(Source data)
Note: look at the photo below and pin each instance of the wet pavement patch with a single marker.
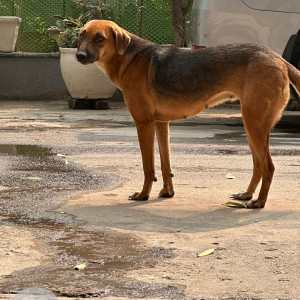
(33, 181)
(108, 256)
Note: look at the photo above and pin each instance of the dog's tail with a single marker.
(294, 76)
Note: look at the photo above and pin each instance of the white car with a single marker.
(272, 23)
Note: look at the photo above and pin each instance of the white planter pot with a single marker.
(9, 29)
(84, 81)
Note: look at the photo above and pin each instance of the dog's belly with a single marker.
(170, 109)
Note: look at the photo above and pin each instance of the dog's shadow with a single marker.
(142, 216)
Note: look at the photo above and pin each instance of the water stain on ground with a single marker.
(108, 256)
(35, 181)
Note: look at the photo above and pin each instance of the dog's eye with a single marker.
(99, 37)
(82, 35)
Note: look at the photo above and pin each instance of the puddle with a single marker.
(35, 180)
(108, 256)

=== OBJECTIVE ===
Repeat only what runs from the line holding "tail with a single marker." to the end of the data, keeping every line exactly as written, first and last included.

=== EXPECTED OUTPUT ===
Note: look at the photo above and pin each instance of the dog's tail with a single marker.
(294, 76)
Note: look at the photo above and pin each instance of the white car with a single marker.
(272, 23)
Note: look at the photo above and pin each instance of the white planter pot with a single marker.
(9, 29)
(84, 81)
Note: look at the photo above and pin each instance of the dog's belly with a single marker.
(170, 109)
Note: look at the photo above and pin each instance of the dog's shadow with a single marker.
(142, 216)
Note: look at the photo above and pin each instance of the water stain on ground with a single marker.
(108, 256)
(35, 181)
Note: look at the photo above and pin each instance of the dog's eye with a single marker.
(99, 37)
(82, 35)
Note: look at the photo above and pin each instance of the puddle with a single marker.
(35, 180)
(108, 256)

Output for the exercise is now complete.